## To do
Copy out the whole listing below, line for line, and leave out the pictures.

******

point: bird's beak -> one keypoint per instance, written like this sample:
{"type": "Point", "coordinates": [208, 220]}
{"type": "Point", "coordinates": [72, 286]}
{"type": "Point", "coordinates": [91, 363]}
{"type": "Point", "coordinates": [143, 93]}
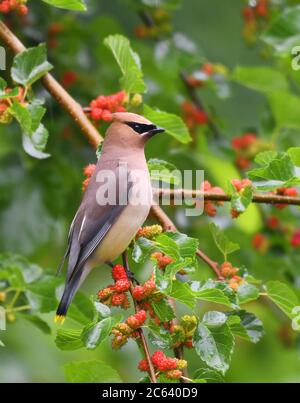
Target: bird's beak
{"type": "Point", "coordinates": [155, 131]}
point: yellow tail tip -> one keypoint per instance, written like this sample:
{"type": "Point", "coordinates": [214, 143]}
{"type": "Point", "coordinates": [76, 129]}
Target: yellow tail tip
{"type": "Point", "coordinates": [59, 319]}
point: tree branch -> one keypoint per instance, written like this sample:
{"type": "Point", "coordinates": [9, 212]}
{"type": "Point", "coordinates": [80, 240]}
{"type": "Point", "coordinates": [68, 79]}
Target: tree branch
{"type": "Point", "coordinates": [267, 198]}
{"type": "Point", "coordinates": [141, 333]}
{"type": "Point", "coordinates": [57, 91]}
{"type": "Point", "coordinates": [198, 103]}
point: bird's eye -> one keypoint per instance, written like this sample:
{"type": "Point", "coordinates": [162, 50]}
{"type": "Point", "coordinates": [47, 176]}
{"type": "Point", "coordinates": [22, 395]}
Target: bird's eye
{"type": "Point", "coordinates": [140, 128]}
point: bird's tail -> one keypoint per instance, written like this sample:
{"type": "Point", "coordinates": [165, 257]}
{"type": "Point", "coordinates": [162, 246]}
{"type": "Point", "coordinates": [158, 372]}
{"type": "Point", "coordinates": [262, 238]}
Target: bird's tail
{"type": "Point", "coordinates": [67, 297]}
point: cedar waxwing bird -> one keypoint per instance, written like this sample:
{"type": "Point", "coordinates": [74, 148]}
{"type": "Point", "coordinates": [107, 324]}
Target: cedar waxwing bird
{"type": "Point", "coordinates": [115, 204]}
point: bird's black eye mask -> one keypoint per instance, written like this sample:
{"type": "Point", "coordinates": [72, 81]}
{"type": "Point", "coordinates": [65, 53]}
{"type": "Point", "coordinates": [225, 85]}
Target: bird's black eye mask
{"type": "Point", "coordinates": [141, 128]}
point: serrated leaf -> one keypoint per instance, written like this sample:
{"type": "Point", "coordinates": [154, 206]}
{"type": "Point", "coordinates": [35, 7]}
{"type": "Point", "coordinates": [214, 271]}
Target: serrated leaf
{"type": "Point", "coordinates": [30, 65]}
{"type": "Point", "coordinates": [282, 296]}
{"type": "Point", "coordinates": [182, 293]}
{"type": "Point", "coordinates": [90, 372]}
{"type": "Point", "coordinates": [96, 332]}
{"type": "Point", "coordinates": [22, 115]}
{"type": "Point", "coordinates": [128, 61]}
{"type": "Point", "coordinates": [294, 153]}
{"type": "Point", "coordinates": [246, 325]}
{"type": "Point", "coordinates": [222, 242]}
{"type": "Point", "coordinates": [240, 201]}
{"type": "Point", "coordinates": [163, 171]}
{"type": "Point", "coordinates": [285, 107]}
{"type": "Point", "coordinates": [68, 339]}
{"type": "Point", "coordinates": [260, 78]}
{"type": "Point", "coordinates": [209, 375]}
{"type": "Point", "coordinates": [279, 169]}
{"type": "Point", "coordinates": [173, 124]}
{"type": "Point", "coordinates": [247, 292]}
{"type": "Point", "coordinates": [214, 345]}
{"type": "Point", "coordinates": [75, 5]}
{"type": "Point", "coordinates": [38, 322]}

******

## Answer to the exercise
point: bird's beak -> one keypoint per instance, written like this sample:
{"type": "Point", "coordinates": [208, 220]}
{"type": "Point", "coordinates": [72, 286]}
{"type": "Point", "coordinates": [91, 363]}
{"type": "Point", "coordinates": [143, 93]}
Target: bird's beak
{"type": "Point", "coordinates": [155, 131]}
point: yellow tail tip -> one keypoint per instance, written like this sample:
{"type": "Point", "coordinates": [214, 143]}
{"type": "Point", "coordinates": [76, 129]}
Target: yellow tail tip
{"type": "Point", "coordinates": [59, 319]}
point: tree branch -> one keypoint per instance, written like this sample:
{"type": "Point", "coordinates": [9, 212]}
{"type": "Point", "coordinates": [80, 240]}
{"type": "Point", "coordinates": [68, 79]}
Target: tree branch
{"type": "Point", "coordinates": [267, 198]}
{"type": "Point", "coordinates": [141, 333]}
{"type": "Point", "coordinates": [57, 91]}
{"type": "Point", "coordinates": [198, 103]}
point: bird's eye -> one keypoint per instance, written like this sample:
{"type": "Point", "coordinates": [162, 50]}
{"type": "Point", "coordinates": [47, 176]}
{"type": "Point", "coordinates": [22, 395]}
Target: bird's eye
{"type": "Point", "coordinates": [140, 128]}
point: bird's tail -> one keypoint per instance, written like this sample:
{"type": "Point", "coordinates": [165, 257]}
{"type": "Point", "coordinates": [162, 246]}
{"type": "Point", "coordinates": [158, 372]}
{"type": "Point", "coordinates": [262, 238]}
Target: bird's tail
{"type": "Point", "coordinates": [67, 297]}
point: cedar waxwing bird -> one keypoint per instance, written like this sample:
{"type": "Point", "coordinates": [74, 148]}
{"type": "Point", "coordinates": [107, 324]}
Target: cedar waxwing bird
{"type": "Point", "coordinates": [115, 204]}
point: bird's black eye mask -> one keypoint per instance, written like this sample:
{"type": "Point", "coordinates": [72, 81]}
{"type": "Point", "coordinates": [65, 53]}
{"type": "Point", "coordinates": [225, 85]}
Target: bird's black eye mask
{"type": "Point", "coordinates": [141, 128]}
point: serrated leaf -> one keypoint per instance, written like this sample:
{"type": "Point", "coordinates": [154, 206]}
{"type": "Point", "coordinates": [35, 7]}
{"type": "Point", "coordinates": [214, 271]}
Target: serrated leaf
{"type": "Point", "coordinates": [30, 65]}
{"type": "Point", "coordinates": [282, 296]}
{"type": "Point", "coordinates": [182, 293]}
{"type": "Point", "coordinates": [90, 372]}
{"type": "Point", "coordinates": [96, 332]}
{"type": "Point", "coordinates": [22, 115]}
{"type": "Point", "coordinates": [128, 61]}
{"type": "Point", "coordinates": [294, 153]}
{"type": "Point", "coordinates": [246, 325]}
{"type": "Point", "coordinates": [222, 242]}
{"type": "Point", "coordinates": [240, 201]}
{"type": "Point", "coordinates": [163, 171]}
{"type": "Point", "coordinates": [285, 107]}
{"type": "Point", "coordinates": [68, 339]}
{"type": "Point", "coordinates": [260, 78]}
{"type": "Point", "coordinates": [209, 375]}
{"type": "Point", "coordinates": [279, 169]}
{"type": "Point", "coordinates": [173, 124]}
{"type": "Point", "coordinates": [247, 292]}
{"type": "Point", "coordinates": [214, 345]}
{"type": "Point", "coordinates": [75, 5]}
{"type": "Point", "coordinates": [38, 322]}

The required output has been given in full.